The answer must be an exact copy of the lines from the one with "Task: place a pin on each instance of the forest." through the final line of the records below, with no pictures.
┄┄┄┄┄┄
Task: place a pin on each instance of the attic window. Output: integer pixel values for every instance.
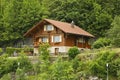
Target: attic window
(48, 28)
(56, 38)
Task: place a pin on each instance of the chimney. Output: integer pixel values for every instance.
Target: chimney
(72, 24)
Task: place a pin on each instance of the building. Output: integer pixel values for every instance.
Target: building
(60, 35)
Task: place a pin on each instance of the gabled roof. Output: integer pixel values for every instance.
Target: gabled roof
(65, 27)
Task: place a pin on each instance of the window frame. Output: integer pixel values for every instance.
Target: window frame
(58, 38)
(48, 27)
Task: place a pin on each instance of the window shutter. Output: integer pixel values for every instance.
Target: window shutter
(60, 38)
(52, 38)
(44, 27)
(47, 40)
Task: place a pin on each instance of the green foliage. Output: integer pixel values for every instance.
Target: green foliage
(62, 70)
(43, 51)
(6, 77)
(20, 74)
(88, 14)
(101, 42)
(24, 62)
(7, 65)
(98, 66)
(72, 52)
(1, 50)
(115, 68)
(114, 32)
(17, 16)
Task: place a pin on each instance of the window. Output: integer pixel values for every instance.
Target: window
(43, 39)
(81, 40)
(56, 38)
(48, 28)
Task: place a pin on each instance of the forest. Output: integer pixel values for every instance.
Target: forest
(99, 17)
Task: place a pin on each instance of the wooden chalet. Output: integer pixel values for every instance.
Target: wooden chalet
(60, 35)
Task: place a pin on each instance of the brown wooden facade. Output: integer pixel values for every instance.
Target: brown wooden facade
(67, 39)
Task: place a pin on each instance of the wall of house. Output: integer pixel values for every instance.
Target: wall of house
(49, 34)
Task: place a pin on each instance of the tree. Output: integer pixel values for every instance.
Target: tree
(114, 32)
(73, 52)
(87, 14)
(17, 16)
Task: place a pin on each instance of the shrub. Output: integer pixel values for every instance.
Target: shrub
(72, 52)
(1, 50)
(101, 42)
(43, 51)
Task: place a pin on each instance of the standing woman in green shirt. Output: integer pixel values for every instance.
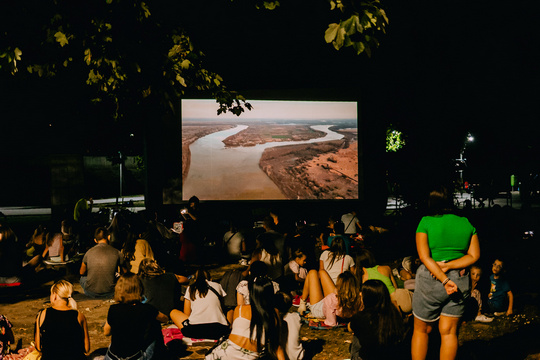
┄┄┄┄┄┄
OUTPUT FOR THIS EXERCISE:
Task: place a pin on each instance of the forest. Output: integer pixel values for every instance.
Target: forest
(99, 17)
Task: place a pin on each instance of the wooden chalet. Output: integer pixel values for every instance.
Target: wooden chalet
(60, 35)
Task: place a pin on each instance of the brown wooden facade. Output: integer pixel values for every instance.
Target: brown wooden facade
(67, 39)
Task: place a pin on each instance of the wall of house. Output: integer pixel values for every instance.
Target: wall of house
(49, 34)
Task: place a pin on each instance of the tree. Output: integer pixel values for every instance.
Target: tree
(114, 32)
(73, 52)
(87, 14)
(17, 16)
Task: place a pin on each instance of the shrub. Output: integer pixel values for every instance.
Target: shrub
(72, 52)
(1, 50)
(101, 42)
(43, 51)
Task: place a pin on each instance of the standing woman in green shirt. Output: integer pixel values for every instance.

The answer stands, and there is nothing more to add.